** Stored items from a collection **
__________________________________________________

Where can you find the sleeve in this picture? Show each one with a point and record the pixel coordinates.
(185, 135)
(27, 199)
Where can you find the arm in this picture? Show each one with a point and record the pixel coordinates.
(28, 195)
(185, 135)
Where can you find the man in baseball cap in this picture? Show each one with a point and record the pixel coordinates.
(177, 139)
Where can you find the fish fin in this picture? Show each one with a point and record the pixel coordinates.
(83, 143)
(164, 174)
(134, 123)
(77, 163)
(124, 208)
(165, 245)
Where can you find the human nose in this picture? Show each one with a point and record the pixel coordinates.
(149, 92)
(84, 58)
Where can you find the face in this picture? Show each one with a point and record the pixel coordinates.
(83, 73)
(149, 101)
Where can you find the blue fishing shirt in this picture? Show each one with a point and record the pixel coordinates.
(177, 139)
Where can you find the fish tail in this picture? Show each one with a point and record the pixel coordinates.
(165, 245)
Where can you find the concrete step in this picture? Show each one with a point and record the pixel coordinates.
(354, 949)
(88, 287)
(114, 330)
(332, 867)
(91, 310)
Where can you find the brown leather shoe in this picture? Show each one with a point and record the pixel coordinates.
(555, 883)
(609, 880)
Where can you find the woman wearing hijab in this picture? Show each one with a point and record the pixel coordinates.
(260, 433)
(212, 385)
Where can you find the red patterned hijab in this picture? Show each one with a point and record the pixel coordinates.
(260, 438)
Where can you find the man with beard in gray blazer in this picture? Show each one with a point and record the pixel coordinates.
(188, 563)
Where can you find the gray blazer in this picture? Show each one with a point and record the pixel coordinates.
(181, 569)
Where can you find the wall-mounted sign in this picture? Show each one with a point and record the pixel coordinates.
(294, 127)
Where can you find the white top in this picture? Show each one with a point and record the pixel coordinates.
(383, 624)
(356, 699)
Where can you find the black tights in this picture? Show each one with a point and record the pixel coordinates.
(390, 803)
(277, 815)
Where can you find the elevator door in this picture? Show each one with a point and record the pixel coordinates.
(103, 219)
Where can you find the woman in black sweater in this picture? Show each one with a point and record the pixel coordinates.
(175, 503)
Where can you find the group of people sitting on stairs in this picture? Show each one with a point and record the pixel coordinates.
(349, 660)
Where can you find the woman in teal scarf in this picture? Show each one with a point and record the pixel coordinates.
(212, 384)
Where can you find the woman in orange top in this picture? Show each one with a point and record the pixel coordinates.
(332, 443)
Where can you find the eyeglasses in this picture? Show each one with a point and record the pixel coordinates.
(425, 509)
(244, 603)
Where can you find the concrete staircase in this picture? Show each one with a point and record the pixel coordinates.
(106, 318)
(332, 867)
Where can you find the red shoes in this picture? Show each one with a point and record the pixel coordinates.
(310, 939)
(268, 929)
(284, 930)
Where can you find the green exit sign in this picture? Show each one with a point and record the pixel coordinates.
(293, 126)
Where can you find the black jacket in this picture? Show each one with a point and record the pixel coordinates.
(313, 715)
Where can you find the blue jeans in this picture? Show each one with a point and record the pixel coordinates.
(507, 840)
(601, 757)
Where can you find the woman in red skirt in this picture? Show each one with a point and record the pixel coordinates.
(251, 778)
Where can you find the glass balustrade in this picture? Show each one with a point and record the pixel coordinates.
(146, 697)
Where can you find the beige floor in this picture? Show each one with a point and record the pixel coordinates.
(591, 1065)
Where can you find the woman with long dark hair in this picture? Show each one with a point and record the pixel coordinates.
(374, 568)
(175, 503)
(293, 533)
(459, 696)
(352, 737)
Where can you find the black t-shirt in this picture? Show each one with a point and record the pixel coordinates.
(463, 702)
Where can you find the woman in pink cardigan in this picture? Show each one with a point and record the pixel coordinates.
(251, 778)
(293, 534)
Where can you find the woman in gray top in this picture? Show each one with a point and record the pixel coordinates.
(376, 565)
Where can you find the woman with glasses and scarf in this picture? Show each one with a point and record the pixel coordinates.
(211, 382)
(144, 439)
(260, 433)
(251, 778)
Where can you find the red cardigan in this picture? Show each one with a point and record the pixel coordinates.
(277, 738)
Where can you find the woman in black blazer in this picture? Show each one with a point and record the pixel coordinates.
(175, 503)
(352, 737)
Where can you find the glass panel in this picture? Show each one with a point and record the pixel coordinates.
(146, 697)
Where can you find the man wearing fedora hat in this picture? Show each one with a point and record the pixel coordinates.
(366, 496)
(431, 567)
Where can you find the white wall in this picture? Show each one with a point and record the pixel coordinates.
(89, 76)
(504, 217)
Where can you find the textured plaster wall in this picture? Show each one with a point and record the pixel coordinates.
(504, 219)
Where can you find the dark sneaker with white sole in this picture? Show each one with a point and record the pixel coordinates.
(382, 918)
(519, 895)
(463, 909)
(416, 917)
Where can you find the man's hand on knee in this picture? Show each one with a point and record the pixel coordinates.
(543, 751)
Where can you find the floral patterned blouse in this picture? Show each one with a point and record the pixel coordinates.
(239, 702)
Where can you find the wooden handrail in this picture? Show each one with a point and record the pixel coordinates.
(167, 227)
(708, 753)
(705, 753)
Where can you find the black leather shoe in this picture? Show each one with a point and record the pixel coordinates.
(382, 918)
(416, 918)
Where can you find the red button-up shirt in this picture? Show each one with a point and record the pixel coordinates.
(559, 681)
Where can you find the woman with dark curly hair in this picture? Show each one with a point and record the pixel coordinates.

__________________________________________________

** What the exercise asks **
Reproduce the entries exactly, each one as given.

** Answer section **
Where can you find the sleeve in this picture? Show each one with a point and record the pixel coordinates.
(185, 135)
(27, 199)
Where can you find the arm in this picture? Show each one with a point and record the pixel coordinates.
(28, 195)
(185, 135)
Where can you find the man in baseball cap in this picture? Show each one with a point and record the pixel coordinates.
(177, 139)
Where can you find the fish fin in this picture? Show each one with a point and record the pixel coordinates.
(83, 143)
(164, 174)
(134, 123)
(77, 163)
(124, 208)
(165, 245)
Where can you find the human nose in this picture? Show each one with a point and record the pixel coordinates.
(149, 92)
(84, 58)
Where can you find the face in this picture? Show each one with a point and record the pixel coordinates.
(83, 73)
(149, 101)
Where can you find the blue fishing shirt in this picture? Show each one with a point and record the pixel coordinates.
(177, 139)
Where can you find the fish tail in this picture? Show each one with a point and record the pixel coordinates.
(165, 245)
Where can you find the concrete step in this picture? Show each one with a point and record the pixel coordinates.
(354, 949)
(88, 287)
(114, 330)
(332, 867)
(91, 310)
Where can you find the brown leather shoe in this picture? Show each one with a point and record the pixel coordinates.
(555, 883)
(609, 880)
Where can you find the woman wearing hijab in this picture? Show each one with a point and record the pixel coordinates.
(260, 433)
(212, 385)
Where can you find the red patterned hijab in this picture? Show each one with a point and record the pixel coordinates.
(260, 438)
Where can you find the man with beard in gray blazer in this picture? Show each one with a point and record the pixel coordinates.
(188, 563)
Where can you find the gray blazer in this picture? Show each one with a point and record the pixel coordinates.
(181, 569)
Where can you find the wall-mounted sign in this picture? Show each one with a point and record the pixel coordinates.
(294, 127)
Where can you find the white top in this picture? Show each one with a point and record the pixel coordinates.
(383, 624)
(356, 699)
Where can you find the black tights in this picture? Show each one with a point and record the pixel coordinates.
(390, 803)
(277, 815)
Where can you find the elevator door in this picture? Show each one with a point and record the pixel coordinates.
(103, 219)
Where can you find the woman in black sweater in this picture? Show each one with a point and record the pixel coordinates.
(175, 503)
Where can you find the group of people sitting on stairs in this picture? Show each one with a point and record the pixel coordinates.
(349, 660)
Where can you find the woman in teal scarf in this picture? Show each one with a point and record the pixel coordinates.
(212, 384)
Where can you find the woman in orange top in this picture? Show each one with a point and record the pixel coordinates.
(332, 443)
Where can you find the eyeglasses in this picture? Show each one with a point and record the pixel coordinates.
(425, 509)
(244, 603)
Where can you find the concrete staircase in this picture? Show each one with a point and record the pixel coordinates.
(106, 318)
(332, 867)
Where can you find the red shoes in this picture? Show each one with a point and record the pixel coordinates.
(310, 939)
(268, 929)
(284, 930)
Where can you find the green exit sign in this picture? Show each one with a point and record the pixel coordinates.
(293, 126)
Where can you find the black jacket in this picture? Show each one with a point and record the pixel coordinates.
(313, 715)
Where can you find the blue jeans in this picture? Show each one with a point and record the pixel coordinates.
(507, 840)
(601, 757)
Where can you find the woman in red skirt in this picture? Show each one with a point and record the pixel coordinates.
(251, 778)
Where can you find the glass balustrade in this picture? Show each one with a point and record the pixel coordinates.
(146, 697)
Where can you find the beige floor in this picture? Show each one with a point and record the pixel coordinates.
(591, 1065)
Where can you find the woman with long dark hair in this picture? Show each one with a point and record the pixel coordinates.
(374, 568)
(175, 503)
(293, 533)
(459, 696)
(352, 737)
Where can you find the black t-shirt in this picture? Show each one with a point and record the pixel coordinates.
(463, 702)
Where can you find the woman in pink cardigan in this picture? Show each one with a point and record the pixel coordinates.
(251, 778)
(293, 534)
Where can you find the woman in gray top in this picture? Show each one with a point and record the pixel coordinates.
(376, 565)
Where can you find the woman with glasses and scarf in this picture? Show each one with a point and record the pixel coordinates.
(211, 382)
(144, 439)
(260, 433)
(251, 778)
Where can you find the red cardigan in this picture? Show each one with a point and record the pixel coordinates.
(277, 738)
Where can you find the woman in black blazer in this picture? Show each one with a point and record the pixel coordinates.
(175, 503)
(352, 737)
Where can you find the glass panel in this picture? Show each one with a point and record the pixel coordinates.
(146, 697)
Where can you find the man wearing fedora hat in this picture? Show each one with a point and record the pixel coordinates.
(366, 496)
(431, 567)
Where can you find the white wall in this picture? Show each one with a point and record the pixel coordinates.
(89, 76)
(504, 217)
Where can you find the textured plaster wall in this picture? Show each one with a point and record the pixel coordinates.
(504, 219)
Where can you find the dark sneaker with white sole in this picture? Show each one with a point and record the pixel coordinates.
(382, 918)
(519, 895)
(463, 909)
(416, 917)
Where can you find the man's hand on knee in this picture? Show each one with a point and record the pixel coordinates.
(543, 751)
Where can you find the floral patterned blouse in this picture? Show each one with a point and record the pixel coordinates.
(239, 702)
Where can you find the wooden handrail in this picture? Show each one with a point and record the pixel coordinates.
(167, 227)
(708, 753)
(705, 753)
Where can you find the black leather shoe in this picture? Show each one with a point and record the pixel coordinates.
(382, 918)
(416, 918)
Where can you find the red button-up shirt in this picture? Show each one with a point and record the pixel coordinates.
(559, 681)
Where can you find the woman with dark curly hair in this picture? Show each one with a point and record the pixel coordinates.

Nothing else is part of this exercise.